• What you are asked to do: Which lines of the entries below contain the string "after"? Copy each one.

• The records:
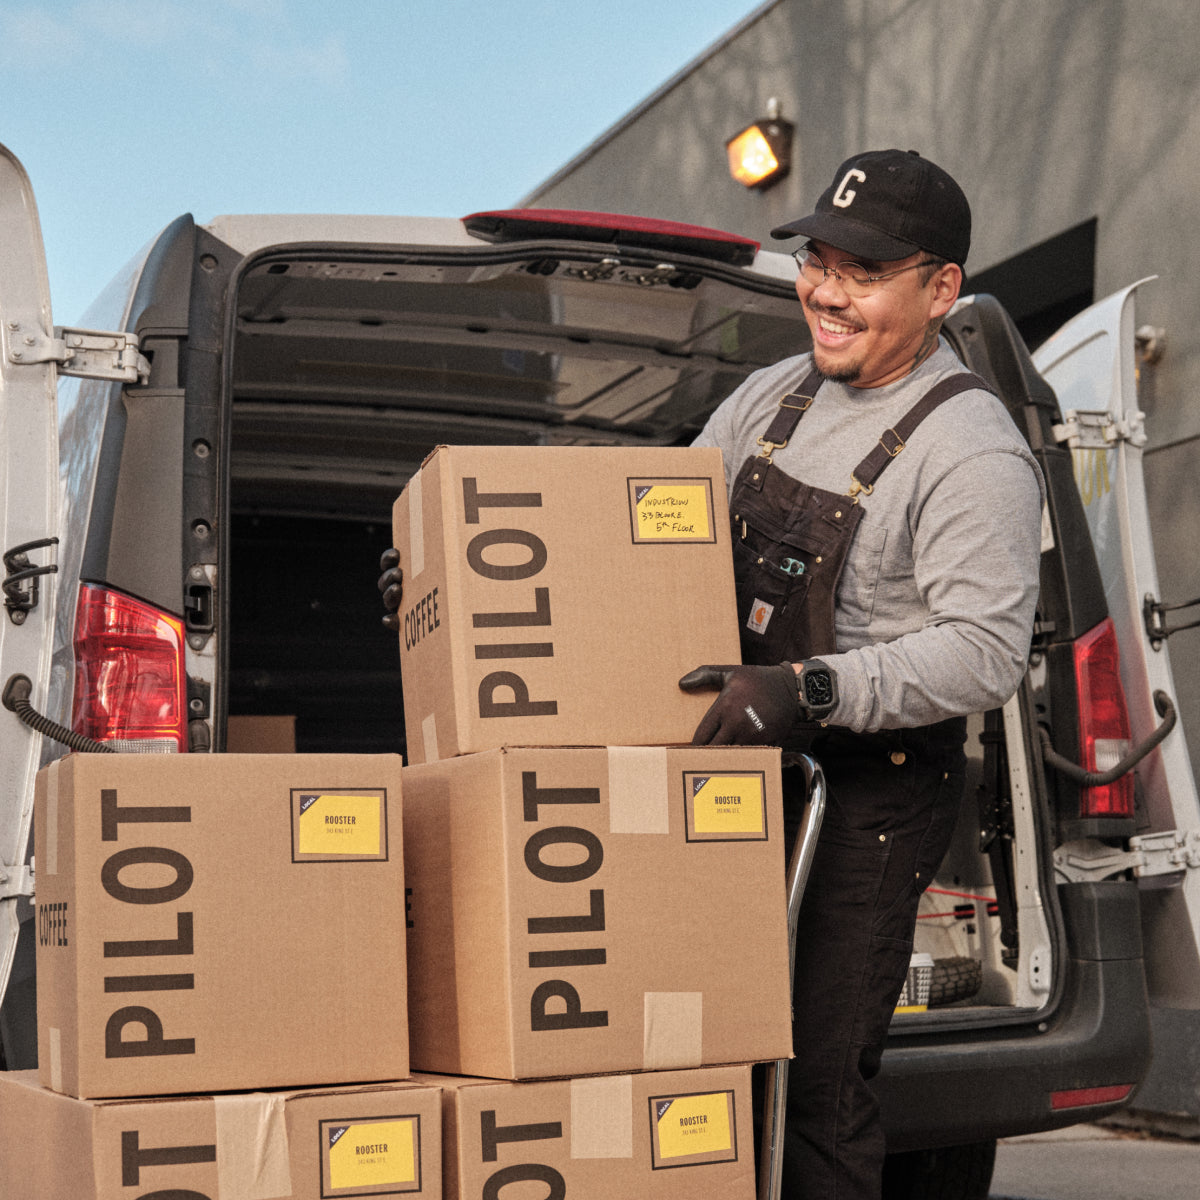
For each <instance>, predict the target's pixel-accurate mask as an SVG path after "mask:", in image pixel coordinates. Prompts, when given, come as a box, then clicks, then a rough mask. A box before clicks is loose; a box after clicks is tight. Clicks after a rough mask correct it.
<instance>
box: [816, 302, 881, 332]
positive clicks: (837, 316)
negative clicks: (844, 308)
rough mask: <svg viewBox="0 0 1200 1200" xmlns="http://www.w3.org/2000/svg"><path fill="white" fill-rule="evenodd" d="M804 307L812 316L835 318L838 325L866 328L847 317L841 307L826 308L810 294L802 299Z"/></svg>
mask: <svg viewBox="0 0 1200 1200" xmlns="http://www.w3.org/2000/svg"><path fill="white" fill-rule="evenodd" d="M804 307H805V308H808V311H809V312H811V313H812V316H814V317H828V318H829V319H830V320H836V322H838V323H839V324H840V325H850V326H851V328H852V329H859V330H862V329H865V328H866V326H865V325H864V324H862V322H858V320H854V319H852V318H851V317H847V316H846V313H845V312H844V311H842V310H841V308H828V307H826V305H823V304H817V302H816V301H815V300H812V298H811V296H810V298H809V299H808V300H805V301H804Z"/></svg>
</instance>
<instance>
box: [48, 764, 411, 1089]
mask: <svg viewBox="0 0 1200 1200" xmlns="http://www.w3.org/2000/svg"><path fill="white" fill-rule="evenodd" d="M401 826H402V818H401V774H400V757H398V756H397V755H370V756H368V755H100V754H77V755H70V756H67V757H66V758H62V760H59V761H58V762H55V763H53V764H50V766H49V767H47V768H44V769H43V770H42V772H41V773H40V774H38V778H37V793H36V803H35V848H36V854H37V859H36V862H37V1025H38V1031H37V1042H38V1066H40V1070H41V1079H42V1082H43V1084H44V1085H46V1086H47V1087H50V1088H53V1090H54V1091H61V1092H70V1093H71V1094H73V1096H82V1097H102V1096H109V1097H110V1096H156V1094H163V1093H178V1092H209V1091H246V1090H252V1088H259V1087H293V1086H296V1087H307V1086H316V1085H326V1084H344V1082H355V1084H356V1082H365V1081H372V1080H379V1079H402V1078H404V1076H406V1075H407V1074H408V1031H407V1014H406V1003H404V979H406V964H404V955H406V947H404V872H403V845H402V834H401Z"/></svg>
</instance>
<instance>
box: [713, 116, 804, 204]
mask: <svg viewBox="0 0 1200 1200" xmlns="http://www.w3.org/2000/svg"><path fill="white" fill-rule="evenodd" d="M794 132H796V126H794V125H792V122H791V121H785V120H782V118H781V116H780V115H779V101H778V100H775V98H774V97H772V98H770V100H768V101H767V115H766V116H763V118H761V119H760V120H757V121H755V122H754V125H748V126H746V127H745V128H744V130H742V131H740V132H739V133H734V134H733V137H732V138H730V139H728V142H726V143H725V152H726V154H727V155H728V158H730V174H731V175H732V176H733V178H734V179H736V180H737V181H738V182H739V184H742V185H743V186H745V187H757V188H760V190H762V188H766V187H770V186H772V185H773V184H778V182H779V181H780V180H781V179H782V178H784V176H785V175H786V174H787V172H788V169H790V168H791V166H792V134H793V133H794Z"/></svg>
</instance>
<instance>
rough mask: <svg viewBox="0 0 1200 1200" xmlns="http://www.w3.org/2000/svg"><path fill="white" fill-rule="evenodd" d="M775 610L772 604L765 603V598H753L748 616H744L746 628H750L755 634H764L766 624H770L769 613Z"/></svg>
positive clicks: (765, 601)
mask: <svg viewBox="0 0 1200 1200" xmlns="http://www.w3.org/2000/svg"><path fill="white" fill-rule="evenodd" d="M774 611H775V606H774V605H773V604H767V601H766V600H760V599H758V598H757V596H756V598H755V602H754V604H752V605H751V606H750V616H749V617H746V629H752V630H754V631H755V632H756V634H766V632H767V626H768V625H769V624H770V614H772V613H773V612H774Z"/></svg>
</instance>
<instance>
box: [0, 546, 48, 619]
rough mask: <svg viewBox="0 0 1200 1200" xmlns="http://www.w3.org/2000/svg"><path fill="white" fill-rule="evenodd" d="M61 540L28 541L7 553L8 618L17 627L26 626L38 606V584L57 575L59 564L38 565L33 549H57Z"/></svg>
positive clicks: (6, 584) (16, 546) (7, 608)
mask: <svg viewBox="0 0 1200 1200" xmlns="http://www.w3.org/2000/svg"><path fill="white" fill-rule="evenodd" d="M58 544H59V539H58V538H42V539H40V540H38V541H25V542H22V544H20V545H19V546H13V547H12V550H6V551H5V553H4V606H5V608H7V610H8V619H10V620H11V622H12V623H13V624H14V625H23V624H24V623H25V618H26V617H28V616H29V614H30V613H31V612H32V611H34V610H35V608H36V607H37V583H38V580H40V578H41V577H42V576H43V575H53V574H54V572H55V571H56V570H58V569H59V564H58V563H47V564H46V565H44V566H35V565H34V563H32V562H31V560H30V558H29V552H30V551H32V550H44V548H46V547H47V546H56V545H58Z"/></svg>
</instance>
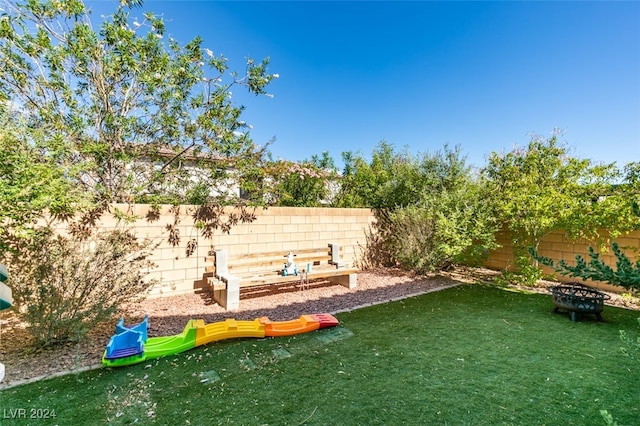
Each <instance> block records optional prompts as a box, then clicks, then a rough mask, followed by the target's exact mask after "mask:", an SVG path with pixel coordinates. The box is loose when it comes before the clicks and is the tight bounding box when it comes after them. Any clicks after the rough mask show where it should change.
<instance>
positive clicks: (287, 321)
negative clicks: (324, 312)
mask: <svg viewBox="0 0 640 426" xmlns="http://www.w3.org/2000/svg"><path fill="white" fill-rule="evenodd" d="M338 324H339V321H338V320H337V319H336V318H335V317H334V316H333V315H330V314H312V315H302V316H301V317H300V318H298V319H295V320H291V321H271V320H269V318H267V317H261V318H256V319H255V320H253V321H236V320H235V319H227V320H225V321H220V322H214V323H211V324H205V323H204V320H201V319H199V320H193V319H192V320H189V322H187V325H186V326H185V328H184V330H183V331H182V333H180V334H176V335H174V336H163V337H147V331H148V329H149V318H148V316H145V317H144V319H143V320H142V322H140V323H139V324H135V325H132V326H125V325H124V321H123V320H122V319H121V320H120V321H119V322H118V324H116V334H115V335H113V336H112V337H111V339H109V343H108V344H107V348H106V349H105V351H104V355H103V356H102V364H103V365H104V366H106V367H124V366H126V365H132V364H138V363H140V362H144V361H148V360H151V359H154V358H159V357H162V356H167V355H173V354H177V353H180V352H184V351H187V350H189V349H192V348H195V347H196V346H200V345H206V344H208V343H212V342H217V341H219V340H224V339H234V338H241V337H255V338H264V337H278V336H291V335H294V334H300V333H307V332H309V331H313V330H318V329H321V328H328V327H335V326H337V325H338Z"/></svg>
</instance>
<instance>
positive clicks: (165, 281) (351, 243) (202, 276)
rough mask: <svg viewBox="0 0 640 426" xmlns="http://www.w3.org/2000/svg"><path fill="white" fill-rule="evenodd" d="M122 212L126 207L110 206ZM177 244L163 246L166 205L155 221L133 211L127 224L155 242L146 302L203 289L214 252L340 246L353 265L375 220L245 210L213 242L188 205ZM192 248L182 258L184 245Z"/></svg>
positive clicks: (346, 214)
mask: <svg viewBox="0 0 640 426" xmlns="http://www.w3.org/2000/svg"><path fill="white" fill-rule="evenodd" d="M113 207H114V208H119V209H121V210H123V211H126V210H127V209H128V206H127V205H114V206H113ZM179 208H180V212H179V213H180V214H179V216H178V218H179V222H178V223H177V224H176V229H178V231H179V235H180V243H179V244H178V245H177V246H175V247H174V246H172V245H171V244H170V243H169V242H168V231H167V224H173V223H174V221H175V216H174V214H173V213H172V207H171V206H163V207H162V208H161V210H160V215H159V217H157V218H156V219H155V220H152V221H149V220H148V219H146V215H147V212H148V211H149V206H148V205H135V206H133V211H132V212H133V213H134V214H135V215H136V216H137V217H139V219H138V220H136V221H135V222H134V223H133V224H132V225H133V226H134V227H135V229H136V232H137V235H138V236H140V237H148V238H152V239H154V240H157V241H159V242H160V246H159V247H158V249H157V250H156V251H155V253H154V256H153V257H152V259H151V260H152V261H153V262H154V263H155V264H156V267H154V268H151V269H150V270H149V275H150V277H152V278H156V279H158V280H160V285H158V286H156V287H155V288H154V289H153V290H152V292H151V297H158V296H168V295H175V294H184V293H190V292H193V291H198V290H200V289H202V288H206V287H207V283H206V279H204V274H205V266H206V265H205V257H207V255H209V254H210V253H213V250H216V249H224V250H226V251H227V252H228V253H229V254H230V255H232V256H233V255H236V254H246V253H256V252H271V251H282V254H283V264H284V261H285V259H284V255H285V254H286V253H287V252H289V251H292V252H294V253H295V251H296V250H303V249H309V248H315V247H322V246H324V245H328V244H329V243H331V242H333V243H337V244H339V245H340V247H341V255H342V259H343V260H344V261H345V263H347V264H349V265H354V264H357V263H358V260H359V256H360V255H361V253H362V251H361V250H362V248H363V247H364V246H365V244H366V239H365V232H366V231H367V230H368V229H369V228H370V225H371V223H372V222H373V221H374V218H373V214H372V212H371V210H370V209H338V208H303V207H295V208H293V207H269V208H268V209H264V208H256V209H255V210H253V209H250V210H249V211H251V212H253V213H254V214H255V220H254V221H252V222H250V223H239V224H237V225H235V226H233V227H232V228H231V229H230V231H229V233H228V234H227V233H223V232H222V231H220V230H218V231H215V233H214V235H213V237H212V238H205V237H203V236H202V235H201V232H200V230H199V229H197V228H196V227H195V226H194V220H193V217H192V215H191V214H192V213H193V211H194V207H193V206H180V207H179ZM102 226H103V227H104V228H114V227H116V226H118V222H117V220H116V219H115V218H114V216H113V215H106V216H105V217H103V219H102ZM189 242H193V243H195V244H193V243H192V244H190V247H192V248H193V247H195V248H194V249H193V253H190V255H189V256H187V244H188V243H189Z"/></svg>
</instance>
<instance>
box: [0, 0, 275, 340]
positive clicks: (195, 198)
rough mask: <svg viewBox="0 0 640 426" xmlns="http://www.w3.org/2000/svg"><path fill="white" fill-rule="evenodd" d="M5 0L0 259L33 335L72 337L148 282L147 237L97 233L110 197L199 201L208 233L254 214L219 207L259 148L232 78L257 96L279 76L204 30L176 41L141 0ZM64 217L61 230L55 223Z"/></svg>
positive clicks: (3, 15)
mask: <svg viewBox="0 0 640 426" xmlns="http://www.w3.org/2000/svg"><path fill="white" fill-rule="evenodd" d="M0 2H1V7H2V15H0V67H1V69H2V72H0V119H1V121H0V154H2V158H1V159H0V172H1V174H0V223H1V225H2V226H1V227H0V241H1V242H2V243H1V245H0V259H1V260H2V261H3V262H6V264H7V265H8V267H9V269H10V271H11V277H12V283H11V285H12V287H13V289H14V298H15V300H16V306H19V309H17V310H16V312H17V314H18V315H21V318H22V319H23V320H25V321H26V322H27V323H28V324H29V330H30V331H31V333H32V334H33V336H34V337H35V338H36V340H37V341H38V342H39V343H40V344H43V345H47V344H53V343H57V342H62V341H67V340H77V339H81V338H82V337H83V336H84V335H86V332H87V330H88V329H89V328H90V327H91V326H92V325H94V323H95V321H100V320H103V319H106V318H107V317H108V316H109V315H112V314H113V313H114V312H116V311H117V309H118V307H119V306H120V305H121V304H123V303H126V302H127V301H130V300H133V299H135V298H136V297H138V296H140V295H141V294H144V293H145V292H146V291H147V290H149V288H150V287H151V286H152V285H153V282H152V281H149V280H146V279H144V275H145V274H144V272H145V271H146V269H145V268H148V267H149V266H150V265H149V263H148V261H147V259H148V256H150V253H151V251H152V250H153V249H154V248H155V247H156V245H155V243H153V242H150V241H139V239H138V237H137V235H135V234H134V233H131V232H128V231H127V229H126V222H123V226H122V229H119V230H117V231H113V232H107V233H96V232H95V231H96V223H98V222H97V219H98V218H99V215H100V214H101V213H102V212H104V210H106V209H108V208H109V206H110V205H111V203H114V202H126V203H133V202H136V201H151V202H160V201H169V202H181V201H185V200H194V201H197V202H199V203H202V204H203V206H202V207H201V208H200V209H199V210H198V211H196V212H195V213H194V217H195V218H196V220H197V222H198V223H197V225H198V227H199V228H200V229H201V230H202V232H203V233H204V234H206V236H210V235H212V232H213V230H215V229H216V228H221V229H223V230H228V228H229V227H230V226H231V225H232V224H234V223H237V222H238V221H250V220H251V219H252V217H251V215H250V214H246V212H244V211H241V212H240V213H239V214H235V213H234V214H230V215H226V213H225V212H224V210H223V209H221V208H219V207H220V202H228V201H229V200H228V195H229V194H228V192H227V191H226V188H228V187H229V185H230V184H232V183H234V182H240V184H242V180H243V178H244V176H249V175H252V174H255V172H254V170H255V169H256V168H259V166H260V165H261V163H262V161H263V154H264V151H265V149H266V148H265V147H259V146H257V145H256V144H254V143H253V141H252V140H251V138H250V136H249V133H248V129H249V126H248V125H247V124H246V123H245V122H244V121H243V120H242V117H241V114H242V111H243V107H242V106H240V105H236V104H235V103H234V102H233V100H232V99H231V88H233V87H235V86H242V87H245V88H246V89H247V90H249V91H250V92H251V93H255V94H258V95H259V94H265V88H266V86H267V85H268V84H269V82H270V81H271V80H272V79H273V78H276V77H277V75H274V74H268V73H267V66H268V59H264V60H262V61H257V62H256V61H254V60H252V59H249V60H247V64H246V69H245V70H244V72H242V73H230V72H229V70H228V66H227V60H226V58H224V57H222V56H219V55H216V54H214V52H212V51H211V50H209V49H207V48H205V47H204V46H202V40H201V39H200V38H199V37H196V38H194V39H193V40H191V41H189V42H187V43H186V44H184V45H183V44H180V42H178V41H177V40H174V39H173V38H171V37H168V38H167V36H166V32H165V23H164V21H163V19H162V18H160V17H158V16H155V15H154V14H153V13H151V12H143V13H142V17H141V19H139V20H135V18H134V17H133V16H131V15H130V13H131V11H132V8H135V7H142V2H141V1H139V0H121V1H120V2H119V5H118V6H117V7H116V8H115V11H114V12H113V14H111V15H110V16H107V17H106V18H103V19H101V20H100V21H97V18H94V17H92V16H91V13H90V11H89V10H88V9H87V7H86V5H85V4H84V3H83V2H82V1H80V0H46V1H44V0H43V1H38V0H25V1H10V0H4V1H3V0H0ZM94 26H95V27H94ZM94 28H96V29H94ZM212 201H213V202H217V204H212ZM175 211H176V212H178V210H177V209H176V210H175ZM78 213H83V214H78ZM115 213H116V214H118V212H115ZM179 214H180V213H176V221H175V222H174V223H173V224H170V225H169V226H168V231H169V232H168V235H169V240H170V241H171V242H172V243H174V244H178V243H179V241H180V236H179V234H178V233H177V226H176V225H177V223H178V222H179V218H178V216H179ZM225 215H226V218H227V220H226V221H225V220H224V216H225ZM121 217H123V218H125V219H126V216H124V215H123V216H121ZM70 218H73V219H74V221H73V223H71V224H70V226H69V227H68V229H69V230H70V231H71V232H70V233H69V234H70V235H57V233H56V232H55V230H56V228H55V226H54V225H53V223H52V222H53V221H55V220H57V219H61V220H68V219H70ZM188 249H189V247H188ZM191 249H192V248H191ZM191 249H189V250H191Z"/></svg>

• Result:
For each <instance>, predict the target's pixel-accurate mask as an SVG path after "mask:", in image pixel coordinates. Prompts, when given, come as a box, then clicks, then a rough mask. A box before clicks is loose; a box after clicks is tight. Clicks after a rough mask correct it.
Each <instance> block records optional prompts as a box, then clicks, then a rough mask, followed by the target's exact mask after "mask:", an SVG path with pixel coordinates. The box is loose when it comes before the clicks and is the tight bounding box when it comes after them. Any clicks after the rough mask show where it should change.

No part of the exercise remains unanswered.